§ **PROBLEM DESCRIPTION**: Take each line of the material that includes "block" and copy it.

§ **DATA TO PROCESS**:
_ _ _ _ _ _ _
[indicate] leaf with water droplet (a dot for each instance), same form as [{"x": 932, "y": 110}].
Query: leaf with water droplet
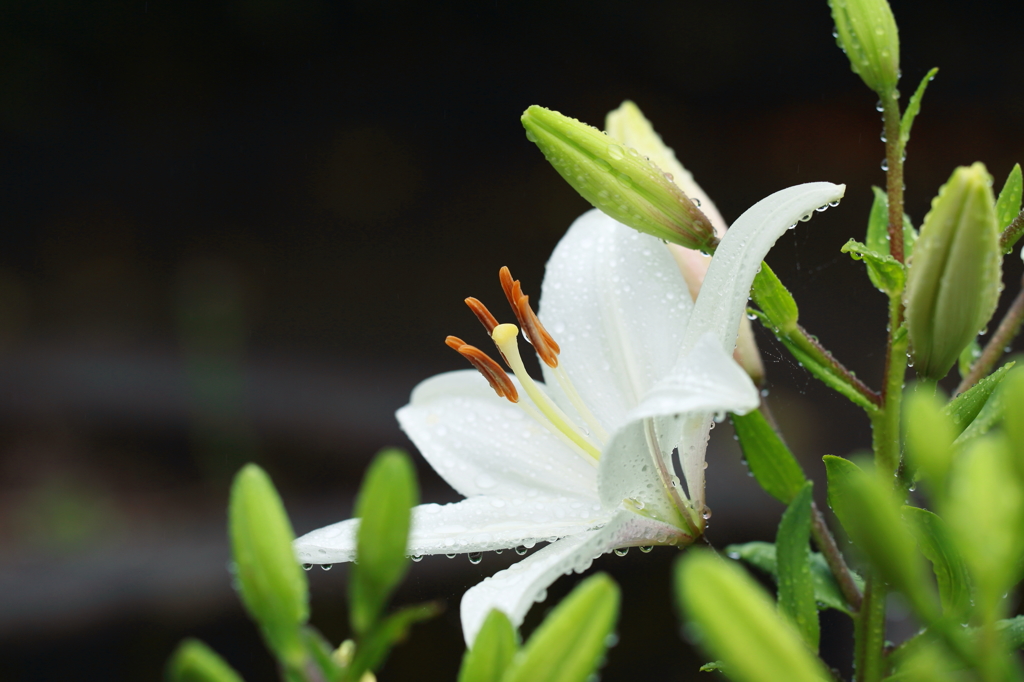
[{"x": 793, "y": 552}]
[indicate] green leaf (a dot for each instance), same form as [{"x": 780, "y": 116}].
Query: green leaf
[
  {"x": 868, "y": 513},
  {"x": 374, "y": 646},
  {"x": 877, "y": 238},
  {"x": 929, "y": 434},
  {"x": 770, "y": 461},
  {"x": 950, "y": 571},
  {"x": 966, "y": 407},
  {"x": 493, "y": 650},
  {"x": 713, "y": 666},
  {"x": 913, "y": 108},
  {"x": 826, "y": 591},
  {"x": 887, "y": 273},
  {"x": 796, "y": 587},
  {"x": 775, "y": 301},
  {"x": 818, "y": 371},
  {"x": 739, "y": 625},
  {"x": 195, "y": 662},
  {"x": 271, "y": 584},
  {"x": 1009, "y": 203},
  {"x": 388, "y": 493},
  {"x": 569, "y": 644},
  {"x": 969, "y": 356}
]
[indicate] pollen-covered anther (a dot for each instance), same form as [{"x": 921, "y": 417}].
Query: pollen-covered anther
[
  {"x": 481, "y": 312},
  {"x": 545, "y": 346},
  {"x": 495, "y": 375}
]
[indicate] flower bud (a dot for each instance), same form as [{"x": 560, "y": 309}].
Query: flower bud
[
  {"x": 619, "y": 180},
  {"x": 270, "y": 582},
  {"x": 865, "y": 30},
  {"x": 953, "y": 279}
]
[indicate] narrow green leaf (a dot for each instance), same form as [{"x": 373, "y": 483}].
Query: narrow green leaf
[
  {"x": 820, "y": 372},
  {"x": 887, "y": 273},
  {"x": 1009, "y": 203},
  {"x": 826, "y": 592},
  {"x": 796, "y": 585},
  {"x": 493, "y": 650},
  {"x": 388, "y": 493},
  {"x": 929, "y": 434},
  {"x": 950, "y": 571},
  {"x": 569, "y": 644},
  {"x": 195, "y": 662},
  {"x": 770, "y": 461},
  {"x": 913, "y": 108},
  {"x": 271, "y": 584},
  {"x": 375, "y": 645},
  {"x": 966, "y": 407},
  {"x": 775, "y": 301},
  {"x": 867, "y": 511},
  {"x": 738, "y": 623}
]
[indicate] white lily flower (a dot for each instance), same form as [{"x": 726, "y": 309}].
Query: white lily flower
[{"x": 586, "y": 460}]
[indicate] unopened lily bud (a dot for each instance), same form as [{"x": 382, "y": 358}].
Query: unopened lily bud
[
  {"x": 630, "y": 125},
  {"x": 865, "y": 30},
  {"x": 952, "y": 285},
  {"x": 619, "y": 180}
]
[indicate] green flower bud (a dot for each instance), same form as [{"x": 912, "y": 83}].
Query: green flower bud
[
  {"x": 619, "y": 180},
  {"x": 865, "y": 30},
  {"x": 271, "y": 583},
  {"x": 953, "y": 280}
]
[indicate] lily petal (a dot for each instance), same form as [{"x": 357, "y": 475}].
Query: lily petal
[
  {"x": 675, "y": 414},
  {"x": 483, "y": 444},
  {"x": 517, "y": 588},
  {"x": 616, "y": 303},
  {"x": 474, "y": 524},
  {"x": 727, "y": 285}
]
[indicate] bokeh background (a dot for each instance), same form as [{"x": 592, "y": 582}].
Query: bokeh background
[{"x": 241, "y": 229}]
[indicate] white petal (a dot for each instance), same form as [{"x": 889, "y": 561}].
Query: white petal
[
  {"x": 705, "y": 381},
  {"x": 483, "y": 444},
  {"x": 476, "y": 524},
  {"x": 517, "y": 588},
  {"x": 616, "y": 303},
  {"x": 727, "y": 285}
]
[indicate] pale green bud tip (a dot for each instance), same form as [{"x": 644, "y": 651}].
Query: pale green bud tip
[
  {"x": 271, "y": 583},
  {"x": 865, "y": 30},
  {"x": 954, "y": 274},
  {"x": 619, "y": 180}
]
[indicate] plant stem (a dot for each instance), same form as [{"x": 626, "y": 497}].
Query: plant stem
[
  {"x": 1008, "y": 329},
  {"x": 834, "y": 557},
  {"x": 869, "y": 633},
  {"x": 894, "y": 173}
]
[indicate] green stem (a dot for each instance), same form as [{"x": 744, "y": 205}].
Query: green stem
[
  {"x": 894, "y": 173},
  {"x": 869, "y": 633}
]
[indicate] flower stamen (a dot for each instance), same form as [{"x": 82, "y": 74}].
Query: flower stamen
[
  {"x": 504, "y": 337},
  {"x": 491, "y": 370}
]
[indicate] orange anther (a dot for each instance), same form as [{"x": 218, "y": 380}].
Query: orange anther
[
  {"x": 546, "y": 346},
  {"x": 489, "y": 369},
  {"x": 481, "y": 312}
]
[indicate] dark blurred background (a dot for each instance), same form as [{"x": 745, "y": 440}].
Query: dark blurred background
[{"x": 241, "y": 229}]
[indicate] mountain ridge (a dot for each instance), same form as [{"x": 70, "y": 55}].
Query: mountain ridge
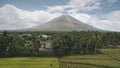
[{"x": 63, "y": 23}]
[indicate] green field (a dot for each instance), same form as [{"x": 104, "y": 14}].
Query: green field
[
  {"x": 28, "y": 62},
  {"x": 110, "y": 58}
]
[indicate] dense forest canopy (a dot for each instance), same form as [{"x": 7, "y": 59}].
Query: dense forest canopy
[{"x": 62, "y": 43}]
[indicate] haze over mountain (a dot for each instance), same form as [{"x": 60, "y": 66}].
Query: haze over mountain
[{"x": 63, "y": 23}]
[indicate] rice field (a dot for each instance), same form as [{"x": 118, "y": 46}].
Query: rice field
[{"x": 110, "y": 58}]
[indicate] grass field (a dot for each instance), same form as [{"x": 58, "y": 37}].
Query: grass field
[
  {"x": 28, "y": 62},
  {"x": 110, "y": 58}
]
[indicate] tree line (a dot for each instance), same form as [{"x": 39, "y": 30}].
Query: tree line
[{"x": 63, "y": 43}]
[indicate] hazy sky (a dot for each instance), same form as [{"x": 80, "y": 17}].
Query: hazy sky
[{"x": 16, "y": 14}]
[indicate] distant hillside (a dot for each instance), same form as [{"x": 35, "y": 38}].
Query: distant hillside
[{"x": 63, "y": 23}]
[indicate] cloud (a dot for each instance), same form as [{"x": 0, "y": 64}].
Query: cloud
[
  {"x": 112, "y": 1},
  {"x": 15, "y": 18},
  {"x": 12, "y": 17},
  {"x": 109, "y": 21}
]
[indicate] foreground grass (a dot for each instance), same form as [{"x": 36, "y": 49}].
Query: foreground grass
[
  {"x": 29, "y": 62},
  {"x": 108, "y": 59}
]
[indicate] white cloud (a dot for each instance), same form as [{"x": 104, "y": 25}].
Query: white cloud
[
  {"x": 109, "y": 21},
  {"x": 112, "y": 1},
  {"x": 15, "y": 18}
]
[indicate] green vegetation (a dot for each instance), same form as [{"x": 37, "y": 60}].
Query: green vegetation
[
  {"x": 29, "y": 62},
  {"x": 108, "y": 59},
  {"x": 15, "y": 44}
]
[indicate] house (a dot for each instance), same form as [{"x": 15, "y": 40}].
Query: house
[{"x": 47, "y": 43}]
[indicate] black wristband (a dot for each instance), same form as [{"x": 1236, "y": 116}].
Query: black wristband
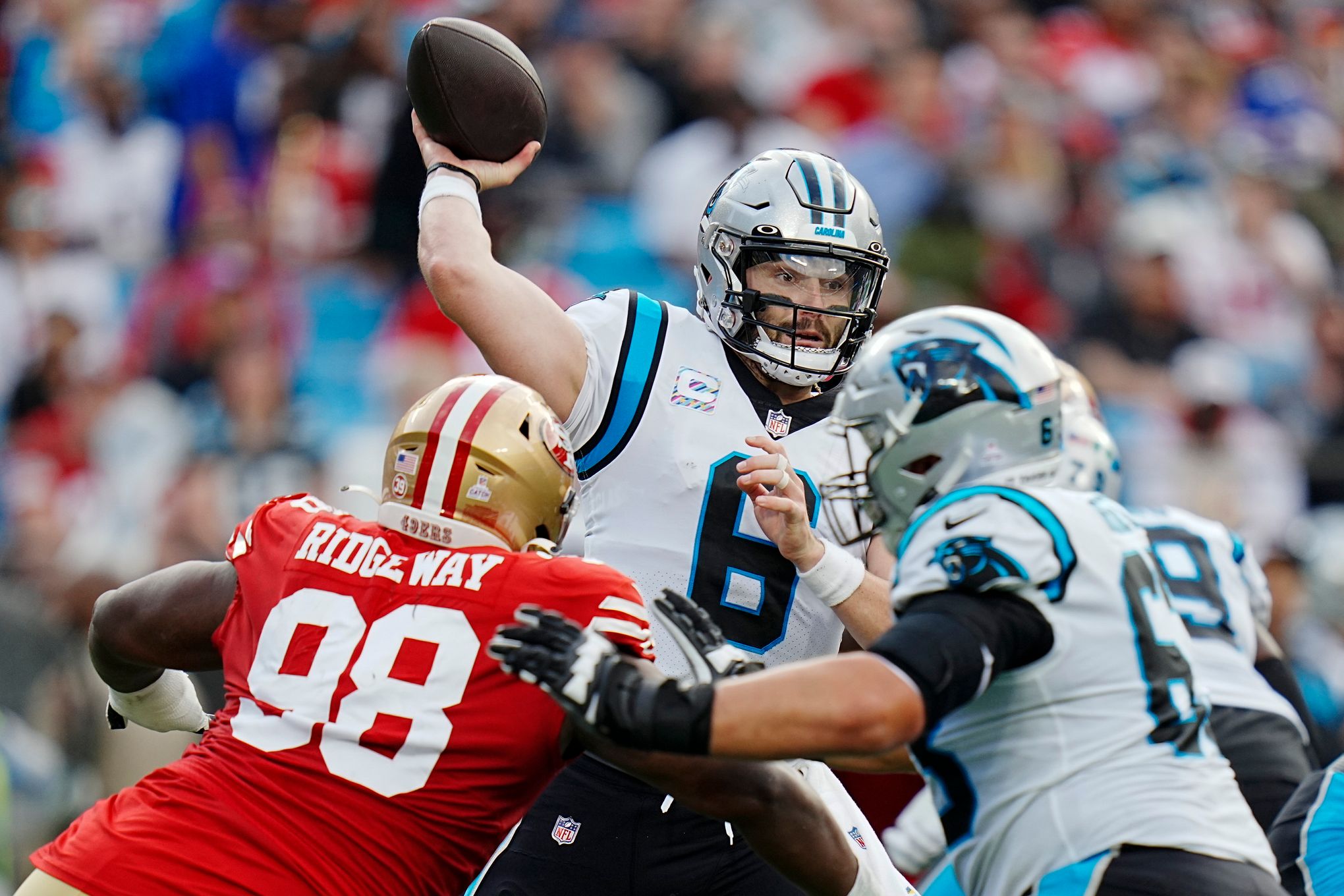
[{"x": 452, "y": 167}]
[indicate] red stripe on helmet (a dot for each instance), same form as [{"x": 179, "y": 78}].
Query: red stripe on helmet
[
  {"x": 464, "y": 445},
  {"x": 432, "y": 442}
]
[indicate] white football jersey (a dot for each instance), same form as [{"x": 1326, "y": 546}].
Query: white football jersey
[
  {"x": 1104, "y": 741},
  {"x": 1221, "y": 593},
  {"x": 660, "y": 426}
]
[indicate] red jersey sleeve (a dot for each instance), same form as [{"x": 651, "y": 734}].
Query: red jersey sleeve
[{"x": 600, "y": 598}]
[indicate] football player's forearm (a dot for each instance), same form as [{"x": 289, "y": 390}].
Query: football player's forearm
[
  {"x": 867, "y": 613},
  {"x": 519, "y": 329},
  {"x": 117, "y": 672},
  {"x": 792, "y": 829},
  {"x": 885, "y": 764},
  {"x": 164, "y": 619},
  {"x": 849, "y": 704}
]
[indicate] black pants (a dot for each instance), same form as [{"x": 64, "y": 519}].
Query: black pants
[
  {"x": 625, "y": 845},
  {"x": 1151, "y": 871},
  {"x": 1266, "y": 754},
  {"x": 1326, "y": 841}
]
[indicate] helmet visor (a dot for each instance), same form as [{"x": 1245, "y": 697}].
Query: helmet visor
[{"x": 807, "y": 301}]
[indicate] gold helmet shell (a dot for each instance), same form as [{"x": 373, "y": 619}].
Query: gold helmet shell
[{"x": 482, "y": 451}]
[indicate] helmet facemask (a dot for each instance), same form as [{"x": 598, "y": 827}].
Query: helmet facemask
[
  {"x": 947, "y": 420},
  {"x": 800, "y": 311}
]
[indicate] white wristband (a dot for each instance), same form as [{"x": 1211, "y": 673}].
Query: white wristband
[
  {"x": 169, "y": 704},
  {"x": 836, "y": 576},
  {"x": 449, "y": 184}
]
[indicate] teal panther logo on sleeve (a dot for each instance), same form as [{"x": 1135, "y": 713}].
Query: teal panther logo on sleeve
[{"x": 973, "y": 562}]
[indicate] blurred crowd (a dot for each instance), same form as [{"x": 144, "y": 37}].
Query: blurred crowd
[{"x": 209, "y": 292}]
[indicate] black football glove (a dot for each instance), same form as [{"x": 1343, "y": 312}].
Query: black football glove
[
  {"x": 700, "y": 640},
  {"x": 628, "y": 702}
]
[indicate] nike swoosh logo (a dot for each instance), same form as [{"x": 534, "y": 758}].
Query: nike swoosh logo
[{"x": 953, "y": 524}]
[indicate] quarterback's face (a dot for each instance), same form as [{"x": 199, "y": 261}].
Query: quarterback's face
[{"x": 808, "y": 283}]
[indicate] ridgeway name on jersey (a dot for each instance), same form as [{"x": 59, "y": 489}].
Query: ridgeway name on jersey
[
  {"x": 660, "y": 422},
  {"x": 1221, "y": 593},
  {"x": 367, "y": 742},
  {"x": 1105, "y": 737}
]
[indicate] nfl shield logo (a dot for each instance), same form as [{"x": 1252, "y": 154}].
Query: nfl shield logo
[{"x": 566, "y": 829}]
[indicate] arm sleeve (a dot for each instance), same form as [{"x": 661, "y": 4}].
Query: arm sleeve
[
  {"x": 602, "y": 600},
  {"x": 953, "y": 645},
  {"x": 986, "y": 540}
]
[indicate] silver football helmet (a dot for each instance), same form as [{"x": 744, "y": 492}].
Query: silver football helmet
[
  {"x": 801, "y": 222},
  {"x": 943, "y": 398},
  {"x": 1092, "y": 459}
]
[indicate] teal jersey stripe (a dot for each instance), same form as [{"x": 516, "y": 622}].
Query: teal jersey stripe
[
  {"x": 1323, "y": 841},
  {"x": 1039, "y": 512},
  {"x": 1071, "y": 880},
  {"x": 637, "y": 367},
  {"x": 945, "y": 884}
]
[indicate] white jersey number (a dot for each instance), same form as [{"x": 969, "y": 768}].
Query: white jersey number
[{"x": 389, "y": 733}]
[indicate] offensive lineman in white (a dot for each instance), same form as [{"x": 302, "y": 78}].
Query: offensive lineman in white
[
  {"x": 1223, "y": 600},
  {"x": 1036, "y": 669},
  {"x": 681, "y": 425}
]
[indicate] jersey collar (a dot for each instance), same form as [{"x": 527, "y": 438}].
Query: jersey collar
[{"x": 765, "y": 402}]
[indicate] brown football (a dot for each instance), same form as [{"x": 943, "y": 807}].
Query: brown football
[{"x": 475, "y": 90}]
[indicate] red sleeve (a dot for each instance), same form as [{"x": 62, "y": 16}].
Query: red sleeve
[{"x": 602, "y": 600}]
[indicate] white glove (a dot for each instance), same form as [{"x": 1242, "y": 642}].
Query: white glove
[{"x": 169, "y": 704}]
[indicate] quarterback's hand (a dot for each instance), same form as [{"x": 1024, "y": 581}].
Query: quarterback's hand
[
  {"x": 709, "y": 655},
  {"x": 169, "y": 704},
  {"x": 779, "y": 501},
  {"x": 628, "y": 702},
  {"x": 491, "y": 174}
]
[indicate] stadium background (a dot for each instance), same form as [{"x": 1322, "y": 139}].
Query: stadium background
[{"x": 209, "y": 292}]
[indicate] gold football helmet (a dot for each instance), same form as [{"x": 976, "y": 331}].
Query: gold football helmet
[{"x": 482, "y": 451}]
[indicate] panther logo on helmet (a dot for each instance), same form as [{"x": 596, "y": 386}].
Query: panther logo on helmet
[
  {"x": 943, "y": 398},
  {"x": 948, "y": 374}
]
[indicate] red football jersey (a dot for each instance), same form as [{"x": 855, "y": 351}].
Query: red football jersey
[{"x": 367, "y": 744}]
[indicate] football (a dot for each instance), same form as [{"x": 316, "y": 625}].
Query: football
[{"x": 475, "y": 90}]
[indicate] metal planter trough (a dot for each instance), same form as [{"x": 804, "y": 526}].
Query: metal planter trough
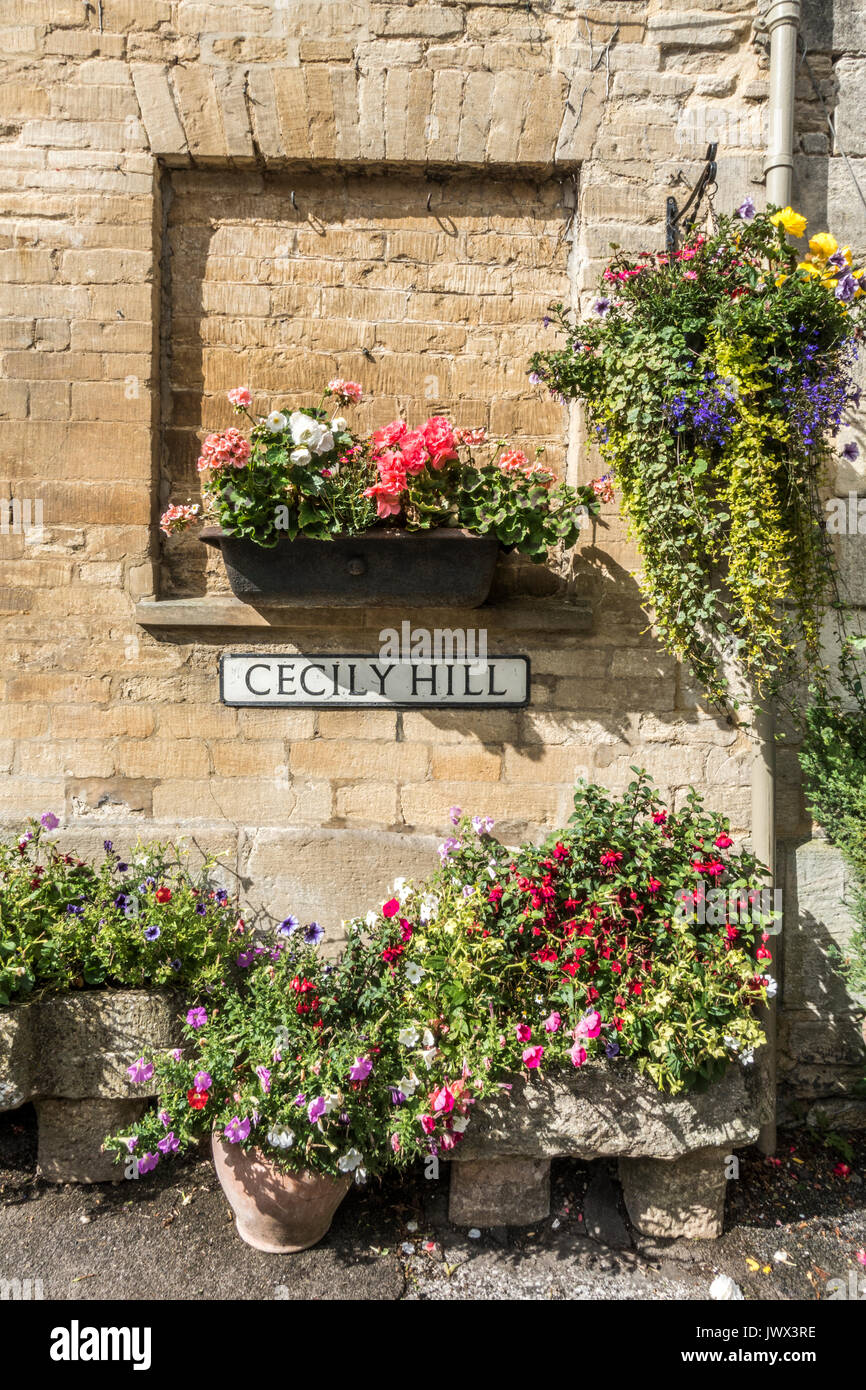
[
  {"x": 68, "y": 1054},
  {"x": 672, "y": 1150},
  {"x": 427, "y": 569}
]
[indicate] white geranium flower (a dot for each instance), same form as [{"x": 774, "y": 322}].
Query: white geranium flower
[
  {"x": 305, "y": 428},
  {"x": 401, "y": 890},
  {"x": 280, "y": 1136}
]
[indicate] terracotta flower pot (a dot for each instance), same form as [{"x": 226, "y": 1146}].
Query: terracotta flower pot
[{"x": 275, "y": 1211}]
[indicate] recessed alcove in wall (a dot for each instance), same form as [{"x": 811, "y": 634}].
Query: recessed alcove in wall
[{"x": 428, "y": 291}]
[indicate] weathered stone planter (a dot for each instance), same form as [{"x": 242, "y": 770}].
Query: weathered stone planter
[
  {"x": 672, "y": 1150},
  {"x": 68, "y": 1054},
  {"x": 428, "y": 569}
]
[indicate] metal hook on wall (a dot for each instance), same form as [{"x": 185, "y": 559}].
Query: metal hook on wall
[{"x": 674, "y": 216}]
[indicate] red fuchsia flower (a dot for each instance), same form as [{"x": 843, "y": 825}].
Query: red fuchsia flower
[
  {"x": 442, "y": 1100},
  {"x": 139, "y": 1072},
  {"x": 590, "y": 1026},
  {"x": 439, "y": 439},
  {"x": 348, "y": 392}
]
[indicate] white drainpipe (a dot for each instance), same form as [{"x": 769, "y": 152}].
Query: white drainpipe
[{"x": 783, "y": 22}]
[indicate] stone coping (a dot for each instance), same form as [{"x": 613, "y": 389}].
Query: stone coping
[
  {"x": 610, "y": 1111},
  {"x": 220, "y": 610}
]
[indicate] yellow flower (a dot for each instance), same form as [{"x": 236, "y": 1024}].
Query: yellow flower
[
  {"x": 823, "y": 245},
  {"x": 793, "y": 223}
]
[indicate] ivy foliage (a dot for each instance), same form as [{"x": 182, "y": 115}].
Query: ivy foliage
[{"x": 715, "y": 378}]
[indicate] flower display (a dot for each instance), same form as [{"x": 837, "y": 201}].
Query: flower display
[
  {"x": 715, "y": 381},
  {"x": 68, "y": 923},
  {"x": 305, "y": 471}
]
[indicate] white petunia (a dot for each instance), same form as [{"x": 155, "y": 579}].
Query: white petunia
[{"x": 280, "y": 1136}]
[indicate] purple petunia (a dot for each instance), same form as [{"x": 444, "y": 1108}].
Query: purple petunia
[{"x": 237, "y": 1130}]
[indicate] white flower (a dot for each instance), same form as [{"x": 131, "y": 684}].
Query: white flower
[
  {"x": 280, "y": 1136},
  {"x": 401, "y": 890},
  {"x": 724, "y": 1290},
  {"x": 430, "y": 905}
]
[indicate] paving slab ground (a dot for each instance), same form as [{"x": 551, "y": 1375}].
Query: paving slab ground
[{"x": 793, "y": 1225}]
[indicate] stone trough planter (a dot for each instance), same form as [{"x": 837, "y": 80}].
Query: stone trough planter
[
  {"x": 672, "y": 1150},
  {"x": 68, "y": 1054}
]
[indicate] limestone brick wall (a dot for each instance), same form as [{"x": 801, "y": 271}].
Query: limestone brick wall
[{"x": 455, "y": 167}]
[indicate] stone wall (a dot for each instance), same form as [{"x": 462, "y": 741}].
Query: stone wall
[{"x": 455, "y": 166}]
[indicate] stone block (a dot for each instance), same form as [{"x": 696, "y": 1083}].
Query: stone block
_ _ _ _ _ _ _
§ **EXERCISE RESPONSE**:
[indicate] stone block (a dot for each instance), same form as [{"x": 696, "y": 1083}].
Query: stone block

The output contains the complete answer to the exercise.